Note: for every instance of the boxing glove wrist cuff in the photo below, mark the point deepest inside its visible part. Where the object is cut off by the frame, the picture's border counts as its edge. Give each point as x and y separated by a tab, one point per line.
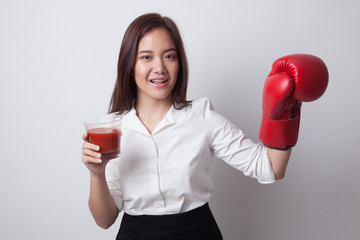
279	134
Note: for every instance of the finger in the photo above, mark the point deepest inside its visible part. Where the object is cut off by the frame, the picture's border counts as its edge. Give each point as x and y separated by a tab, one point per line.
85	136
88	152
90	160
91	146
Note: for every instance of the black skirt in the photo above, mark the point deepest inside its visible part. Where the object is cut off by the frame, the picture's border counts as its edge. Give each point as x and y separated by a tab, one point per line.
197	224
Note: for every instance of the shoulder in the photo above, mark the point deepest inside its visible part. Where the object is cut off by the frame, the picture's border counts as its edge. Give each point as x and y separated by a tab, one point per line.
112	116
202	104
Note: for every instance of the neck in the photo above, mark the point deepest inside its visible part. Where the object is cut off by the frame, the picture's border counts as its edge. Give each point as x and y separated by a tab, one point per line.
151	112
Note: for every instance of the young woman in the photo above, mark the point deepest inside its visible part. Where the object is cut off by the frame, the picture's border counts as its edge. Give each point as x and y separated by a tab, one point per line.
162	180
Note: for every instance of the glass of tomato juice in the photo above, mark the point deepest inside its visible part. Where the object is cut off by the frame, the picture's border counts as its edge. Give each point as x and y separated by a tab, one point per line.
107	135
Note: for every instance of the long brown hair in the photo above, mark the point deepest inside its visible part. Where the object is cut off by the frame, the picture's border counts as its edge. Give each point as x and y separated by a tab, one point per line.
125	87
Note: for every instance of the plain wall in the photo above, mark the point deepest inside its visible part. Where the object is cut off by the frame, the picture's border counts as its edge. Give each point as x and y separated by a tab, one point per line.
58	67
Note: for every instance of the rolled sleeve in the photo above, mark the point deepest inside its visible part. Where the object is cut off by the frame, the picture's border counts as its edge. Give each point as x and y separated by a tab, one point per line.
231	145
112	180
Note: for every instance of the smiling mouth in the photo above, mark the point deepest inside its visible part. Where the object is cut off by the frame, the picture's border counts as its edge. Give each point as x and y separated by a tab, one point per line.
158	81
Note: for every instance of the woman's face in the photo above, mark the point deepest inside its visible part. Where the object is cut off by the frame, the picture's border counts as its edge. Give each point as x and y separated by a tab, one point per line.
156	66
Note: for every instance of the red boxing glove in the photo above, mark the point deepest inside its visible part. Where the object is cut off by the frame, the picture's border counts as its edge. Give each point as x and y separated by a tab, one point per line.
293	79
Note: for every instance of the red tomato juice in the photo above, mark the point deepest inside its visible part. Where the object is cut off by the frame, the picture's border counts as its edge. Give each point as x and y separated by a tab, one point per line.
108	139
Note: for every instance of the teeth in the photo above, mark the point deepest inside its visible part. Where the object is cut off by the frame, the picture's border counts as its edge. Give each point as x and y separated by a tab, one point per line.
158	81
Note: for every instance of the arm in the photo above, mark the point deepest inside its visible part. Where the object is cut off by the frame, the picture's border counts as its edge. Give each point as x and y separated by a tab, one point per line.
101	203
279	160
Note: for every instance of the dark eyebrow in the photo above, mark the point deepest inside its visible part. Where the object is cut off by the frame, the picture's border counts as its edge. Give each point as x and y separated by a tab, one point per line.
148	51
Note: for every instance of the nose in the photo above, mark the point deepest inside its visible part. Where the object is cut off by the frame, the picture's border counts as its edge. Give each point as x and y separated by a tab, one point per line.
159	66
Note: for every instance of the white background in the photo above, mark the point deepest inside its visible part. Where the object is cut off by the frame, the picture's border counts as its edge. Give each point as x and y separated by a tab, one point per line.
58	67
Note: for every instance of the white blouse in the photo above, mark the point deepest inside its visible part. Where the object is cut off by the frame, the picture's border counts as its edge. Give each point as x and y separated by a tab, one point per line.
170	170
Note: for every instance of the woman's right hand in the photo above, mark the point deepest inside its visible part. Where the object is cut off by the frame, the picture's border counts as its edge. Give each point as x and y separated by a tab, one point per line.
91	157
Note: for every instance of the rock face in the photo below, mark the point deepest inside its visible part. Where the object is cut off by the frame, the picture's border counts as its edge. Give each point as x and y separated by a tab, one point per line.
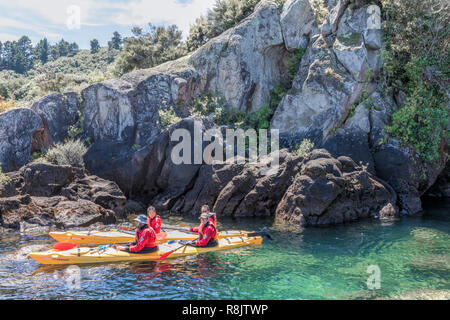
42	194
441	188
17	130
125	110
332	191
332	76
58	112
246	62
297	23
334	101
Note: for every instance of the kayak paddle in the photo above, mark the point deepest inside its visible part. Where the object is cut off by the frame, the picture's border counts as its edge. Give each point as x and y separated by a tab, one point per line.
263	233
64	246
165	255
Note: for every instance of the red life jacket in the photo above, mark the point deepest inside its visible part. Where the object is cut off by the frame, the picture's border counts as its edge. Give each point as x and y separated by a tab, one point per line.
145	238
213	220
155	223
207	234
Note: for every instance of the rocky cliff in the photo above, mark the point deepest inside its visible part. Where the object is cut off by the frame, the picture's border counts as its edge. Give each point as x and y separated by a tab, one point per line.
334	100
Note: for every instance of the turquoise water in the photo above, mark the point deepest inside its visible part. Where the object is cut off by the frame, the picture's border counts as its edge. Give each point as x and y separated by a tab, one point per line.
412	254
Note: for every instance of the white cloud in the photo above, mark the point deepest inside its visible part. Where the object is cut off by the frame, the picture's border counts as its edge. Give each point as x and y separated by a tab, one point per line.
49	18
8	37
141	12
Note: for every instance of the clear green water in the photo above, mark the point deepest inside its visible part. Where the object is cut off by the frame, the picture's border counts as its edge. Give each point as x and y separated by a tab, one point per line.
412	254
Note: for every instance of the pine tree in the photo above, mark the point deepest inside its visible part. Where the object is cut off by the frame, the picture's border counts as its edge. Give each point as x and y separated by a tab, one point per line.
95	46
116	41
41	51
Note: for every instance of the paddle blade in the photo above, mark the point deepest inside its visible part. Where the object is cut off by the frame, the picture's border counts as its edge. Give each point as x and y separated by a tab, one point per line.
165	255
61	246
161	236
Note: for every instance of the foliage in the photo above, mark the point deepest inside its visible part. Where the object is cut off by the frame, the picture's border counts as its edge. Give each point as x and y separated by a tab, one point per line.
224	15
6	105
146	50
116	42
70	153
416	62
38	157
20	56
319	9
224	114
4	179
168	117
65	74
294	63
304	148
95	46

WHAT THE TASK REQUIRES: Exclude the pictures and transcribe all of the entries exactly.

SOLUTION TO THIS EXERCISE:
Note: for every instance of the boxing glove wrist cuff in the photo below, mark the point deepest inside its visible part. Where the object is cut off by the frame, the picture's border counts as its edge. Give each point as x and y separated by a tab, one point per line.
279	134
Note: for every instance of the finger in the photo above, mark the point deepest inside its visible part. Where the object is cut off by the frame, the picture's border counts as its edge. Give each point as x and y separated by a tab, one point per line.
85	136
88	152
90	160
91	146
Note: for every instance of the black skirt in the photo above, mark the point deepest inside its visible part. Where the object is cut off by the frame, the picture's border counts as its edge. Give each point as x and y separated by a tab, one point per line.
197	224
Note: for every instance of the shoulder in the photo above, mark the point deepest inside its visible part. Where the object is cut off by the frame, the picture's border counts as its edge. Give each point as x and y separated by a tab, one point per line.
112	116
202	104
Note: for every instance of the neck in the photo above, mark the point deepest inside its visible part. Where the object is cut off by the frame, the picture's border counts as its edge. Give each point as x and y separated by a tab, one point per line.
151	112
Note: for every instance of the young woman in the photo above, mark the point deepest inside its visible part. Where the object is cut off by the frame, the picture's border counts as its edge. Give each point as x and y separated by a tab, one point per line.
162	180
Note: for every instance of the glass of tomato juice in the photo above, mark the point deepest inside its visible part. Where the object is cut off by the frame, the picture's border counts as its edge. Give each point as x and y separated by a tab, one point per line.
107	135
Note: for every instance of the long brown hair in the photo above, mark the point deepest inside its visible part. Where the object is cut off by the frame, the picture's border counts as its edge. Give each point as x and y separated by a tab, one point per line.
125	87
Note: for every instance of the plain wall in the photo above, mark the point deepest inside its visible part. Where the object is cut off by the frame, the picture's border counts as its edge. Give each point as x and y separated by a tab, one point per line.
58	67
Note: for every instance of the rolled sleeve in the photo above, mark the point deepest inside its visible part. Where the object is cut off by the frame, the picture's border counts as its edge. Give each point as x and y separated by a tab, one point per line.
231	145
112	180
Note: for every instance of the smiling mouth in the photo above, mark the point deepest inside its visible part. Where the object is cut off by the frame, the picture's border counts as its edge. Give each point as x and y separated by a tab, one point per line.
158	81
Note: for every instance of the woman's face in the photo above, mark the point deepest inside its visible part. Where the object is cut off by the frame, the picture's border counts as its edge. Give each point as x and y separated by a tab, one point per line.
156	66
Note: for every instance of the red boxing glove in the photo above, mark the point deepest inside its visible part. Where the object is cut off by the frame, the picture's border counts as its edge. Give each point as x and y separated by a tab, one point per line.
293	79
Note: for every instance of the red tomato juice in the photo above, mark the point deepest inside its visible part. Where the object is cut off by the frame, the picture's border counts as its edge. Give each point as x and y separated by a tab, one point per line.
108	139
Note: for every instance of the teeth in the photo above, mark the point deepest inside its visible part. Where the object is cut off by the frame, the picture's border counts as its edge. Give each point as x and y separated by a tab, one point per line.
158	81
Note: for every instance of the arm in the photo above, mark the point deepest inside its visible part. Where the object is cut off by the frame, the picture's border counts as its edge. Give each point as x and y separated by a tab, one point per line.
101	203
279	160
Note: for every instance of the dark eyebrow in the photo above, mark the point deepest inside its visible part. Where the object is cut off by the frame, the picture's border counts as its edge. Give each point as x and y separated by a tab, one point per line.
148	51
Note: for every instance of the nose in the photo above, mark the point deepest inside its visible part. Where the object is cut off by the frame, the picture's border counts as its edge. Give each point as x and y separated by a tab, one point per line.
159	66
Note: for every instance of the white background in the photo above, mark the point deepest inside its visible part. Where the object is cut off by the frame, the picture's border counts as its edge. Give each point as x and y separated by a tab, one point per line.
58	67
Note: for every instance of the white blouse in the photo above, mark the point deepest inside its visible part. Where the object is cut off by the frame, the picture's border counts as its edge. Give each point as x and y separated by a tab, one point per line.
170	170
Note: for every instance of the woman's right hand in the photo above, mark the point deepest inside its visible part. Where the object is cut off by the frame, the picture's border counts as its edge. Give each point as x and y separated by a tab, one point per line.
91	157
Note: for every instance of the rock face in the photo below, mark the point deepest inside its visible part. Where the object is cut off by the frame, the picture's border counts as its edge. Give each point as x and y separated by a tab, one point per line.
42	194
441	188
17	130
125	110
332	191
332	76
58	112
246	62
297	23
334	101
Note: for every instance of the kayak paddle in the photo above, mark the point deepest inside its visible part. Where the object is cut off by the frame, the picture's border counts as its edge. Give each point as x and y separated by a tab, one point per line.
263	233
64	246
165	255
Note: for every instance of the red life jacket in the photo above, mark the point deepest inside its visible part. Where the object is cut off by the frame, the picture's border counts as its edge. Give each point as x and y separated by a tab, one point per line.
145	238
213	220
155	223
207	234
Note: for every instance of the rocky cliff in the photo above, mark the point deepest inside its visible part. Where the object is cut off by the frame, the picture's border counts as its edge. Give each point as x and y separated by a tab, one point per line.
334	100
Note: for every instance of the turquoise water in the photo above, mark the point deepest inside its visible part. Where the object is cut off by the frame, the picture's border counts as its edge. Give each point as x and y separated by a tab, one point per line.
412	254
Note: for every instance of the white cloud in the photo above, mark the point deepest inside its visible part. Where the object is cut off by the frame, the picture's border counts as its edge. Give each point as x and y separated by a tab, one point per line.
49	18
8	37
141	12
Note: for every instance of the clear green water in the photo above, mark the point deepest inside its visible part. Where the object is cut off by the frame, the picture's border counts as its edge. Give each point as x and y separated by a tab, one point per line.
412	254
Note: for every instance of the pine tree in the photo above, mark the point deepest inside its visible part. Where the object is cut off by the frame, the picture's border counts as its edge. Give each point as x and y separated by a tab, one point per line.
95	46
116	41
41	51
Note: for every instance of the paddle blade in the photo above, mark the point deepest inside its visible part. Where the object is cut off by the frame, the picture's border counts as its edge. Give each point as x and y separated by a tab, one point per line.
165	255
61	246
161	236
Note: for every instance of the foliage in the photo above, mark the point deepest inside its visible part. Where the object is cut off by the frame, the picture's border counts as its edge. Give each point as x and y separated by a tab, one point per line.
224	15
6	105
146	50
116	42
70	153
416	62
38	157
20	56
319	9
224	114
4	179
168	117
65	74
294	63
304	148
95	46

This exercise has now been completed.